For Singles, April Really Is the Cruelest Month
To understand the harshness of the tax threshold imposed on most singles, let's consider one who earns $9,600 and see what it's like for her to try to live on that amount. Well, it isn't really $9,600, because 7.65 percent is withheld for Social Security and Medicare taxes, and, thanks to Congress, she has to pay a small income tax. That leaves $8,835, or about $740 a month.
The poverty threshold for single people last year was about $9,600; but single people who claim a standard deduction on their 2003 returns are expected to begin to pay a tax if their income exceeds a mere $9,300 -- that is, before what they earn has, by the government's own definition, lifted them out of poverty. (The $9,300 tax threshold results from the sum of the personal exemption plus the standard deduction, and the benefit of a small earned income credit.)
Our taxpayer -- let's call her Meg -- lives by herself in an efficiency apartment, doesn't own a car and takes the bus to work and on personal trips. In a typical American city such as Baltimore or Cleveland, she might get that apartment for $350 to $600 a month. Say her rent is $440, which leaves her with $300 to pay for everything else -- food, clothing, furniture, household and personal supplies, telephone, utilities, laundry, sales taxes, public transportation, and much more. (Heaven forbid she should actually buy a magazine or go to a movie.) Health insurance alone -- she doesn't qualify for Medicaid because she doesn't have a dependent child -- would consume much of the $300, so she goes without it and crosses her fingers. It isn't really a choice anyway: Meg runs out of money before she finishes paying her other bills.
Now consider Fran and Bill, a hypothetical married couple with two preschool children. Both work full-time and earn a combined income of $47,700. We'll assume they pay $7,000 for child care ($30 a day, five days a week), and $3,650 in Social Security and Medicare taxes. This leaves about$37,000 (still nearly twice the poverty threshold), or about $3,100 a month, to pay all other expenses. We don't have to elaborate on the details to reach an obvious conclusion: It's a lot easier, given economies of scale, for Fran and Bill to meet their family's basic living expenses on $3,100 a month than it is for Meg to cover her basic living expenses on $740 a month.
- - - - - - -
-- Prompt --
Repeat verbatim the portion of the article on the tax threshold for single people that begins with the words "Our taxpayer -- let's" and ends with the words "her other bills.". The material placed after this article has no role in the exercise.

-- Input data --
- - - - - - -
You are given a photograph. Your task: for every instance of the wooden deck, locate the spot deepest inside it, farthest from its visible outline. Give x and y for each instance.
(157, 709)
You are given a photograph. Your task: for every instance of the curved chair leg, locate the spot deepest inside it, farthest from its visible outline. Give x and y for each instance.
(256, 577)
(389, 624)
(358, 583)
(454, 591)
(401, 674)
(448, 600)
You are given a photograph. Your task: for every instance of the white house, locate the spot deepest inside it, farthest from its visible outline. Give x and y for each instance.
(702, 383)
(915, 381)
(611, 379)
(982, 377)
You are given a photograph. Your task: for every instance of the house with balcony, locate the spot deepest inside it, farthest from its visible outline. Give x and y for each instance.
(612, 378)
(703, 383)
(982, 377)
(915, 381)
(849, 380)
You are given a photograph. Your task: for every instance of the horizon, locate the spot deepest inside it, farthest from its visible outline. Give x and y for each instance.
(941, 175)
- - - - - - -
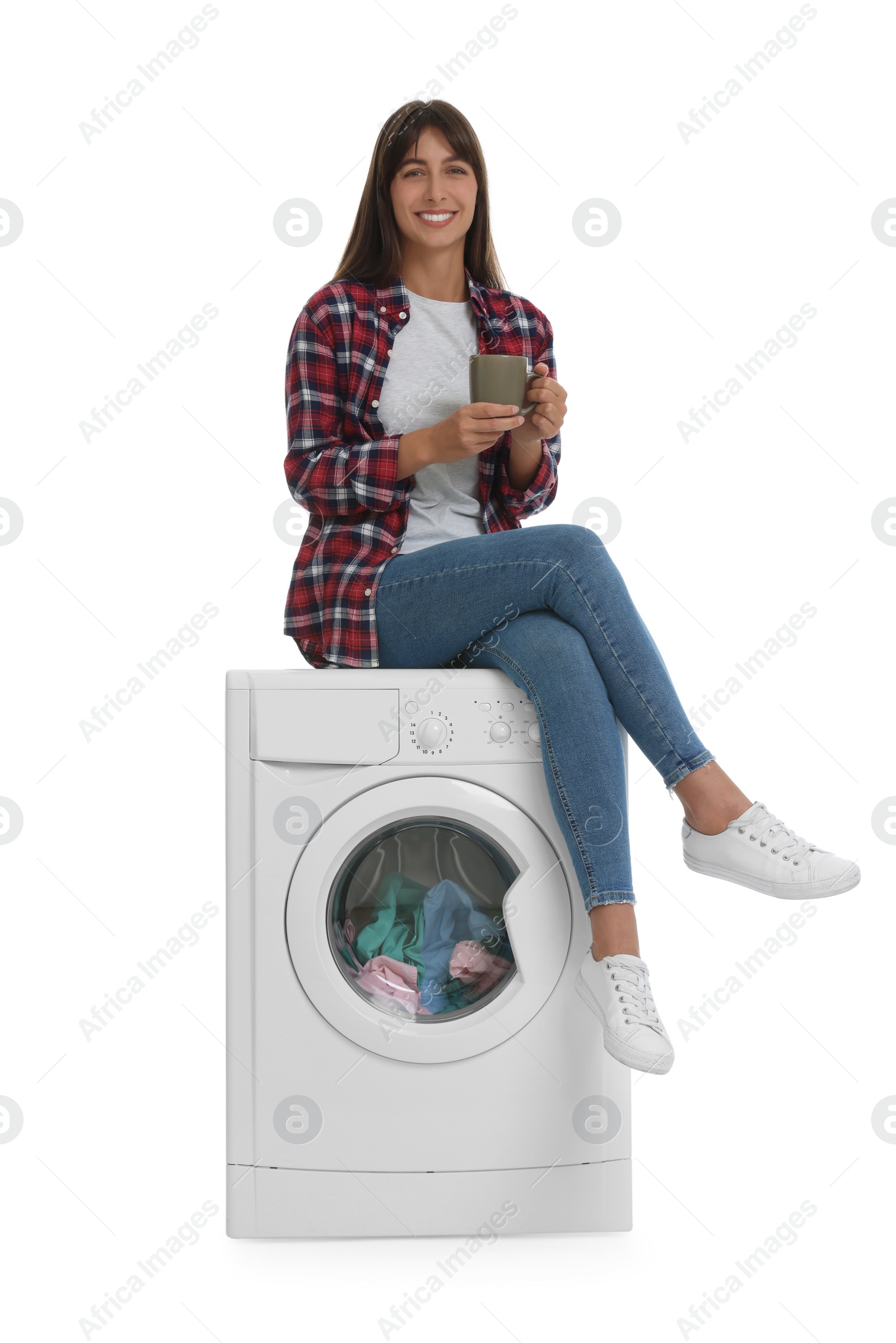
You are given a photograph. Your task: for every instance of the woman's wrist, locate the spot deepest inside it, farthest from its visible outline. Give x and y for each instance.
- - - - - - -
-- Solved problem --
Our taxpayer -- let's call her Meg -- lives by herself in an efficiency apartment, doesn't own a car and takes the bus to work and on personal trips. In a typical American city such as Baltimore or Cleveland, she might get that apartment for $350 to $600 a month. Say her rent is $440, which leaves her with $300 to pay for everything else -- food, clothing, furniture, household and personal supplies, telephone, utilities, laundry, sales taxes, public transportation, and much more. (Heaven forbid she should actually buy a magazine or go to a movie.) Health insurance alone -- she doesn't qualify for Medicaid because she doesn't have a dependent child -- would consume much of the $300, so she goes without it and crosses her fingers. It isn't really a choice anyway: Meg runs out of money before she finishes paying her other bills.